OBJECTIVE 1:
Reproduce the stretch of the blog post from "When everything is" through "will work successfully." word for word.

DOCUMENT PASSAGE:
>> start
As I took the bows in the cavernous John Knox Pavillion last night, I metaphorically brought the curtains down on the first part of my 2016 tour.  From here I fly to the East coast, where I will remain almost to the end of the trip.  I have a gap of three days over the Thanksgiving celebrations before I perform again, and that gives me a chance to take stock (and to learn my new line properly!)

I have my alarm set early, so that I can pack my two cases, and that is quite a challenge this morning, as I am once again worried about weight.  I travel with a stock of business cards advertising this blog site, and Byers’ Choice have just sent me a new boxful to replenish my dwindling stocks.  My case was already perilously close to the weight limit and the new additions will definitely send me over the top.  I cram as much as I can into my little roller carry-on as I can, which I am sure will end up being checked at the gate anyway, for this is the busiest flying day of the year and overhead bin space will be quickly filled.

When everything is stashed away I weigh the large case in my hand, and make an estimate – it is going to be close I fear: I may have to ditch a few things at the airport.

Next there is time for a quick breakfast, and while I am downstairs I have to make arrangements to have an item that I left in Omaha, (and which was being sent here to Kansas City, but hasn’t arrived yet), to be shipped on to my next hotel in Massachusetts.  I leave the address, my credit card details to pay for the FedEx charges, my email and phone number and hope that this time things will work successfully.
>> end
OBJECTIVE 2:
Collect every line of the records below that contains the string "dirt", matching case.

DATA TO USE:
>> start
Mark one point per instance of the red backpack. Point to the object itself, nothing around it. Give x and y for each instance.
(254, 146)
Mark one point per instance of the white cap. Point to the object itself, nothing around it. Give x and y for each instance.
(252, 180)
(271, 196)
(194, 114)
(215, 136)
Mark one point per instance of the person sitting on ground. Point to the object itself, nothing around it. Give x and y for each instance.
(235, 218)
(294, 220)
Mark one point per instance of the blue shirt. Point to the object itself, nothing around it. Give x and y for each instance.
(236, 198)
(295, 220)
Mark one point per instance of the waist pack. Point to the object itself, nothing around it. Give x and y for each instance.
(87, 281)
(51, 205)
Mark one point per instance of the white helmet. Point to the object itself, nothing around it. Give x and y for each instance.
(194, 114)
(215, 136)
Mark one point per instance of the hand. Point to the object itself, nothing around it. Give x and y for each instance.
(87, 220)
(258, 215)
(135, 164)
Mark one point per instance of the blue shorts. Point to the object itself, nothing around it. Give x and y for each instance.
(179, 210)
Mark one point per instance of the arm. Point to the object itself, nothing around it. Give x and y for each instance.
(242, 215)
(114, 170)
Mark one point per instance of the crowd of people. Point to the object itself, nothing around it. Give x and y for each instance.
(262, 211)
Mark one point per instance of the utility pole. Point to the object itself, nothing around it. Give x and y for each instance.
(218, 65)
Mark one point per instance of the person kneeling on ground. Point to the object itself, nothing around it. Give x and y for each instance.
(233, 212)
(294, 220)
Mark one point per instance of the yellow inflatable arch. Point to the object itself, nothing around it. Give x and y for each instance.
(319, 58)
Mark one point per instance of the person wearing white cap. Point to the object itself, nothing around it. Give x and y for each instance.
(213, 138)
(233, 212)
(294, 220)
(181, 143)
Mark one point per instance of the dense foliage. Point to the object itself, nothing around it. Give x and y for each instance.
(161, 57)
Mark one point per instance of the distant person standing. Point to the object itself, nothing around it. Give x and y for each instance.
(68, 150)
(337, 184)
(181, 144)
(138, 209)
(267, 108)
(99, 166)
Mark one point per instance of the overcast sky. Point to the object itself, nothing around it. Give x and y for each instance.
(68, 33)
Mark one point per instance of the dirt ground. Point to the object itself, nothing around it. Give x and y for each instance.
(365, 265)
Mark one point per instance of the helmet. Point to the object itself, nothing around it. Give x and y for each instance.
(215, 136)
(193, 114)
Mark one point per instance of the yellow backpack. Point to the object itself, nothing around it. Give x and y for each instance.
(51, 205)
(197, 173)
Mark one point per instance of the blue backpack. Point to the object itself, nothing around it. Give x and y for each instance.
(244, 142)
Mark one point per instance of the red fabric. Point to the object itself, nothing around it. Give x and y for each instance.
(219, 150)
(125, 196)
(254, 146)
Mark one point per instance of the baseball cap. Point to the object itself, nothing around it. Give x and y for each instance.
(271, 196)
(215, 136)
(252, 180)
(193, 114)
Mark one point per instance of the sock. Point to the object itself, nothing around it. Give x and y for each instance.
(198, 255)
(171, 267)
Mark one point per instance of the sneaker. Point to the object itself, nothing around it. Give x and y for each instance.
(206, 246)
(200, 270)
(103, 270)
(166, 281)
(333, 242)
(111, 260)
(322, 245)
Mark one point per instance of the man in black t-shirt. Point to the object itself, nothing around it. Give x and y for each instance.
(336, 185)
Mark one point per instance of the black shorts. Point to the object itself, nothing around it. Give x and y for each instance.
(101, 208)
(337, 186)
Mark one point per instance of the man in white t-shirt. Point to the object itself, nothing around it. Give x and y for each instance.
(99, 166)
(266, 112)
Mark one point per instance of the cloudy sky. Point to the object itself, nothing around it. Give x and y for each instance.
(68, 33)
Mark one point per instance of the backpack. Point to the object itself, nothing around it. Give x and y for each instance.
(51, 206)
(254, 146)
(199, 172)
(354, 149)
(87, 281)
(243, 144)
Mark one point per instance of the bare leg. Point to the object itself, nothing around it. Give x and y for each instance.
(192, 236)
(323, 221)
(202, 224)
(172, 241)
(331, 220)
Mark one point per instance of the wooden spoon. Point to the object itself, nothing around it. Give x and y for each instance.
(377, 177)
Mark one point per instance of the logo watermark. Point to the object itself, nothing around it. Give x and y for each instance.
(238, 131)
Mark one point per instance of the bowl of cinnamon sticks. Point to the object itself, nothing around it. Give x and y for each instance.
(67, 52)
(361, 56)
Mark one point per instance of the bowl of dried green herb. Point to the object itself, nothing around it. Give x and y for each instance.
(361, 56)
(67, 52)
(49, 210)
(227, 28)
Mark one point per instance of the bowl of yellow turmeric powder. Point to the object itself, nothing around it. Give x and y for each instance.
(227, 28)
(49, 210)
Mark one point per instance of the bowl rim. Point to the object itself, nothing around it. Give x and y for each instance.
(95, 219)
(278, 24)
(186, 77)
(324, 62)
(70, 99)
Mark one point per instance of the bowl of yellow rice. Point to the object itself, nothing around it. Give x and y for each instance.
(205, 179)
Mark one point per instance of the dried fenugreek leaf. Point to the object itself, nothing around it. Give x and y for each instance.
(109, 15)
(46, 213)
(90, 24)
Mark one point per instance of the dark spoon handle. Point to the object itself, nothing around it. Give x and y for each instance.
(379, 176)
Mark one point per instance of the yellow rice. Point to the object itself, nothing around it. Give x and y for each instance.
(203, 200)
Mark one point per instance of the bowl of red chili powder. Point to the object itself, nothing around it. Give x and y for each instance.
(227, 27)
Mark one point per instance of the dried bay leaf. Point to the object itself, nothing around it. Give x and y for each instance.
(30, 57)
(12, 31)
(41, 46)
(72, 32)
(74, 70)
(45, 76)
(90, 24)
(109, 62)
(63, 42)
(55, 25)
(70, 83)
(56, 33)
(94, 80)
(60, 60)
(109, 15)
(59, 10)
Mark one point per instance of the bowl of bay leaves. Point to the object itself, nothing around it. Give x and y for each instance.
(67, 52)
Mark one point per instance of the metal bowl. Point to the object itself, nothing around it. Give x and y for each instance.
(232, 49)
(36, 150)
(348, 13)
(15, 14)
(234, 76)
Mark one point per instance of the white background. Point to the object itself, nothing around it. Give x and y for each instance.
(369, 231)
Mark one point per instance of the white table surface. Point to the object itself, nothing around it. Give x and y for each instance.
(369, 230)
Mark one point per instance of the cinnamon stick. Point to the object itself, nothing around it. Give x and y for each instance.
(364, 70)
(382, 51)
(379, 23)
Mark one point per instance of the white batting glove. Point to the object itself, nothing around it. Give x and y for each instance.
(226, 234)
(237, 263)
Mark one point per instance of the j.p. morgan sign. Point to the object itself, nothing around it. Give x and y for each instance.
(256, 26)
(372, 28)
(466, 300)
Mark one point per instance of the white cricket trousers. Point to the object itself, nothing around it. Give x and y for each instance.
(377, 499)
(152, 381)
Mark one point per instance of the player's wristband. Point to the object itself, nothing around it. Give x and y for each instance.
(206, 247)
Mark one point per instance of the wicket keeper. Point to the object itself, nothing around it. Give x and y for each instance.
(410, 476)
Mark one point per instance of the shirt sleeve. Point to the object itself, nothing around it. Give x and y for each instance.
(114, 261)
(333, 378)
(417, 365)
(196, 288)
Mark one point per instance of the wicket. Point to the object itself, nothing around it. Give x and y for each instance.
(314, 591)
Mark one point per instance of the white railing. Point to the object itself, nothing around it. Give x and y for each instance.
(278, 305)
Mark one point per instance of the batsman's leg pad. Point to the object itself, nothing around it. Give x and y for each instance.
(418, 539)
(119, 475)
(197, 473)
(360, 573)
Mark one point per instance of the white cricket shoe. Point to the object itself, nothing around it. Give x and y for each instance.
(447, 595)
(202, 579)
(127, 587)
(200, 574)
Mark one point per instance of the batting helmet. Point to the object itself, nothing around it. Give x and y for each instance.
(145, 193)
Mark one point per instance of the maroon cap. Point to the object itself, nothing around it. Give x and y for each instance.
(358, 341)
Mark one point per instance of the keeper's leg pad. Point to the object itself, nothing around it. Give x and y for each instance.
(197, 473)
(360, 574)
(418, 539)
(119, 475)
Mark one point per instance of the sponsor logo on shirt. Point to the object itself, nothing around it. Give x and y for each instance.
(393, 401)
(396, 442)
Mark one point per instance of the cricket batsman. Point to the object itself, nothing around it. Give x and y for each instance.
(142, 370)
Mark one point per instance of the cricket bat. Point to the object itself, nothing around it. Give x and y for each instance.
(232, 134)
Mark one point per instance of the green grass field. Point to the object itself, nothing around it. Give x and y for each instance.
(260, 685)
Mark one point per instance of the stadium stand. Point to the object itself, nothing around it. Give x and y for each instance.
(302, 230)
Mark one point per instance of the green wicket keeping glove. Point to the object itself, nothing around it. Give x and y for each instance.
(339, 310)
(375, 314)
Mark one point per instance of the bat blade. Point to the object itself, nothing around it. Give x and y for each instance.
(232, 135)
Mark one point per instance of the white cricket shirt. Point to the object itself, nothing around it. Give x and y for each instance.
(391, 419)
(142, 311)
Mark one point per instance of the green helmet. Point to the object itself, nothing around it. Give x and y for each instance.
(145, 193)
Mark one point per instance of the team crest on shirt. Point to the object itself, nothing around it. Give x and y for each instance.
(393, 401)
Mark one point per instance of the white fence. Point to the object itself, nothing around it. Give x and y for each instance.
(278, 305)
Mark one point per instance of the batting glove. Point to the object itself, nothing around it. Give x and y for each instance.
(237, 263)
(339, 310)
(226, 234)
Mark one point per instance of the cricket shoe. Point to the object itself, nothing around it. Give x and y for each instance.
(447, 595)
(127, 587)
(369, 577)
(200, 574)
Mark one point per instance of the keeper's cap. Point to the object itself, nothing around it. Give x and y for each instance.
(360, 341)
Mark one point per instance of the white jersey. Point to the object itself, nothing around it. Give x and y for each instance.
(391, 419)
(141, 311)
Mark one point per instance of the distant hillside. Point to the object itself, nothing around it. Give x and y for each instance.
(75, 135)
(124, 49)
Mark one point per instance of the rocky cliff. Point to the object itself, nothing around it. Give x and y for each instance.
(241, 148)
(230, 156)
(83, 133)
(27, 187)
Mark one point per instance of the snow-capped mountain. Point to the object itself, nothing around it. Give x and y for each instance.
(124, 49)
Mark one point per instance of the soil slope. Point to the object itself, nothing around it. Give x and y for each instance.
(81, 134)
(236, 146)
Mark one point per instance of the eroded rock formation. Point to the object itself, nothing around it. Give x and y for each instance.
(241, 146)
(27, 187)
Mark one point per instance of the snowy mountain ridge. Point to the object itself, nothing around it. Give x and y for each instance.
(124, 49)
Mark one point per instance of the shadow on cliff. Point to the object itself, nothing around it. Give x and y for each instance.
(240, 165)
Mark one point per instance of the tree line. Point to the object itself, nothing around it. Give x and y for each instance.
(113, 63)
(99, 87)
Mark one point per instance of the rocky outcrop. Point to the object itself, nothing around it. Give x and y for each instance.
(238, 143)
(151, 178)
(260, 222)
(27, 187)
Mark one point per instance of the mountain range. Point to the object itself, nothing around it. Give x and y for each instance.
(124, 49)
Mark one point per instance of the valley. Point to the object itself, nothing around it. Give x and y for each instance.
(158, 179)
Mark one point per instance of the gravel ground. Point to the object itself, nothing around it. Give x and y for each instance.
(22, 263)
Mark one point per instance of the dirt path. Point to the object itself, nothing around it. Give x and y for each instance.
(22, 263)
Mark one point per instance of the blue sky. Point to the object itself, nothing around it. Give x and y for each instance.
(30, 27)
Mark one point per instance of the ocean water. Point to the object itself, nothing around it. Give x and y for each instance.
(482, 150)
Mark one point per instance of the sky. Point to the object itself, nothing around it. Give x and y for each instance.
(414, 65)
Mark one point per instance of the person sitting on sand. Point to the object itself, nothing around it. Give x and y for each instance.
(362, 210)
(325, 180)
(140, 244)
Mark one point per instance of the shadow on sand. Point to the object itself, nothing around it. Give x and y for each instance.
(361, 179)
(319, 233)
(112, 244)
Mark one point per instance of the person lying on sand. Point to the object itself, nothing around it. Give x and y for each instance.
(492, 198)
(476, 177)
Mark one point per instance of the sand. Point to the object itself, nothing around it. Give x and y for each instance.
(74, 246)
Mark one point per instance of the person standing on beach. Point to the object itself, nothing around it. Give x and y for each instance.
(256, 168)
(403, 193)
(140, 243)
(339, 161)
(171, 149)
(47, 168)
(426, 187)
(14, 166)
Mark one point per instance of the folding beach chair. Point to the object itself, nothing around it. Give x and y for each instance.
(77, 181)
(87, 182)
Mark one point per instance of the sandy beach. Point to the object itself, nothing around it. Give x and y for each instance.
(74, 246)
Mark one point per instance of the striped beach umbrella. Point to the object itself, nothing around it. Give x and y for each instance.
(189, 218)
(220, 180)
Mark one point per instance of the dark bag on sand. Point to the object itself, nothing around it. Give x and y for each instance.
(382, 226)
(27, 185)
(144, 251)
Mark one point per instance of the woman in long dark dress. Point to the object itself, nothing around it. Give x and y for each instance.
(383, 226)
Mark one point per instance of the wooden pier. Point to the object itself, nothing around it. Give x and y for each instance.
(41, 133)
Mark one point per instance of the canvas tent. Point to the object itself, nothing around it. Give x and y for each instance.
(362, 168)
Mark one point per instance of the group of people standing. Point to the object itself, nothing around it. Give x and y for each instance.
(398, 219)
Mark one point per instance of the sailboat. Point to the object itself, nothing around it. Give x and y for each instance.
>> end
FINAL RESULT 1:
When everything is stashed away I weigh the large case in my hand, and make an estimate – it is going to be close I fear: I may have to ditch a few things at the airport.

Next there is time for a quick breakfast, and while I am downstairs I have to make arrangements to have an item that I left in Omaha, (and which was being sent here to Kansas City, but hasn’t arrived yet), to be shipped on to my next hotel in Massachusetts.  I leave the address, my credit card details to pay for the FedEx charges, my email and phone number and hope that this time things will work successfully.

FINAL RESULT 2:
Mark one point per instance of the dirt ground. Point to the object itself, nothing around it. Give x and y for each instance.
Mark one point per instance of the dirt path. Point to the object itself, nothing around it. Give x and y for each instance.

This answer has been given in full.